Repeat, exactly and in full, the lines of the listing below, but without any pictures.

== Data records ==

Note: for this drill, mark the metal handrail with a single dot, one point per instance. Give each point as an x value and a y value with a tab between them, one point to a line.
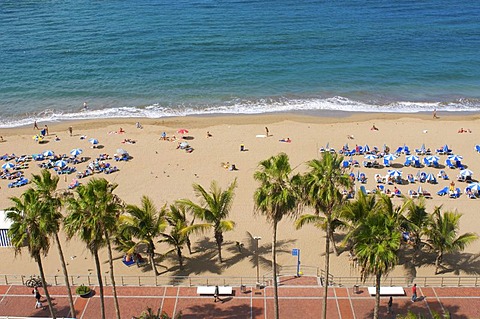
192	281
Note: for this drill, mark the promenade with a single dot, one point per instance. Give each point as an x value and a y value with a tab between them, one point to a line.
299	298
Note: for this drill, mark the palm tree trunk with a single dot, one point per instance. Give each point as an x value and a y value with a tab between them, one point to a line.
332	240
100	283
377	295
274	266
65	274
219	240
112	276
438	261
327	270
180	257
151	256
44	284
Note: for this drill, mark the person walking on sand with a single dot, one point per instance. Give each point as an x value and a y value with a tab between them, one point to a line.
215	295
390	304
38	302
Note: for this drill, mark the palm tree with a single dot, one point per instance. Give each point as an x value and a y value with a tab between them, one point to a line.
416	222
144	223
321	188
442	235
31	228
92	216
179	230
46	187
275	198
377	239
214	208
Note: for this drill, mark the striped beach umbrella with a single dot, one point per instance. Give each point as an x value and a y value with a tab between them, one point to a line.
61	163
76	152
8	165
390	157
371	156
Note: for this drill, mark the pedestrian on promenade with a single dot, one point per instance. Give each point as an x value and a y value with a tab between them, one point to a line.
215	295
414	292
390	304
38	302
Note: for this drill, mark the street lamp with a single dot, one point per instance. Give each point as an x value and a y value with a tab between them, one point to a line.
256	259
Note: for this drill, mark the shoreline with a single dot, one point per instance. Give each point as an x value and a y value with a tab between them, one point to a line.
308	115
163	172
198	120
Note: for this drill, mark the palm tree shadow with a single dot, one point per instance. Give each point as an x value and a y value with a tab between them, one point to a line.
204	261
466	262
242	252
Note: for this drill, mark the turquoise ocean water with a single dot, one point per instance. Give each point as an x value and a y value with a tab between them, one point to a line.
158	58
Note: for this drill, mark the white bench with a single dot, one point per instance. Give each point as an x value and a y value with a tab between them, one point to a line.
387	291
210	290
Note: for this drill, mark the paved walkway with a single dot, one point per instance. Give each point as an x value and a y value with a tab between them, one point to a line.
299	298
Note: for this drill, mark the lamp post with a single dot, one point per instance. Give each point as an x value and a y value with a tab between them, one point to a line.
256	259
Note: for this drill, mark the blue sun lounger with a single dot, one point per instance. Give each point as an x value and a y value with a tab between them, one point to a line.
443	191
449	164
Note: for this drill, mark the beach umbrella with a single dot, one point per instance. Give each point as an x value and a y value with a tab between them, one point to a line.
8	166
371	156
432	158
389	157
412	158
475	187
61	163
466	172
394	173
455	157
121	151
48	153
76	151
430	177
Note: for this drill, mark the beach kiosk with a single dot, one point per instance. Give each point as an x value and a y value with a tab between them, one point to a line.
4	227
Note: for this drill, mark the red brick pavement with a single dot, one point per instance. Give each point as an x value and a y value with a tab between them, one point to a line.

===

▸ **Finished answer**:
Note: for this drill, mark the metal handrail with a single dot, one point per instance. Give each point as an x value and a y value with a tab between them, one point to a line.
192	281
Note: for this drill, mark the promenade with a single dot, one point per instance. Give each point as an x value and a y value with a tab between them, one point to a line.
299	298
Note: for this drill, mark the palm tree trunk with a single dot, one point per instance. Give each point as an x value and a y value with a tab between them, one point to a line.
332	240
100	283
377	295
274	266
65	274
219	240
112	276
438	261
327	270
180	257
151	256
44	284
Note: for this drill, mark the person walking on sand with a single dot, one point per instance. Give each point as an x value and a y value with a tab between them, one point to a line.
215	295
390	304
38	302
Note: for this drill, mark the palm tree with a single dot, one point per instance. Give each point as an x value and a y value with a tab between them, one point to a line.
416	222
144	223
321	188
442	235
31	228
92	216
179	230
46	187
275	198
377	239
214	208
Note: for this drill, mark the striped beach umbrella with a single dot, one point per instance. Give each point as an x value and a y value with a tab between them, one point to a line.
61	163
76	152
8	165
390	157
371	156
Note: for this drill, mark the pedestrian on promenade with a single dot, one point per instance. Give each point as an x value and a y value with a tab between them, one point to a line.
215	295
414	292
390	304
38	302
Note: for this drill, mark the street lamp with a single dot, one point per instance. Give each point as an x value and a y value with a tab between them, one point to a line.
256	259
Note: for this drill, mark the shoreline with a single dot, one point per instance. Give each point as an x value and a y value with a tab between them, one point to a line.
308	115
163	172
198	120
Note: for this drill, mark the palm tree shadow with a single dot, one point per instance. Give each point as an x value and a y value with a tab between them, one point to a line.
204	261
466	262
242	252
Note: for this drill, mark the turquoise ocean water with a single dot, one point per instance. Give each point as an x value and a y value with a tab between them, one point to a line.
158	58
Note: for this drill, mark the white bench with a single dot, one point per instance. Give each point as an x value and a y value with a tab between them, one point to a line.
387	291
210	290
Note: for this drill, mark the paved walkway with a single dot, one point per instance. Give each point as an x value and a y value with a tab between them, one point to a line.
299	298
Note: for this drill, mark the lamp post with a single dot, one point per instance. Give each point as an x value and a y value with a tab between them, one point to a line.
256	259
Note: for this drill, mark the blue sun lounger with a single dot, one point per instance. Give each point as an x value and a y value with a tab between them, one point to a line.
443	191
449	164
Note: for this drill, mark the beach umbrella with a single dot, one point per instance. Give each point as an x value and a y value with a tab between them, one point to a line.
8	166
371	156
432	158
389	157
412	158
475	187
61	163
466	172
394	173
455	157
121	151
48	153
76	151
430	177
Note: for this drill, mark the beach kiosk with a single dot, one point per instance. Give each point as an x value and a y value with a tab between them, one point to a line.
4	227
Note: for this drill, mark the red brick pavement with a single dot, one point per instance. Give each point as an x value and a y value with a tab between them, one point to a line.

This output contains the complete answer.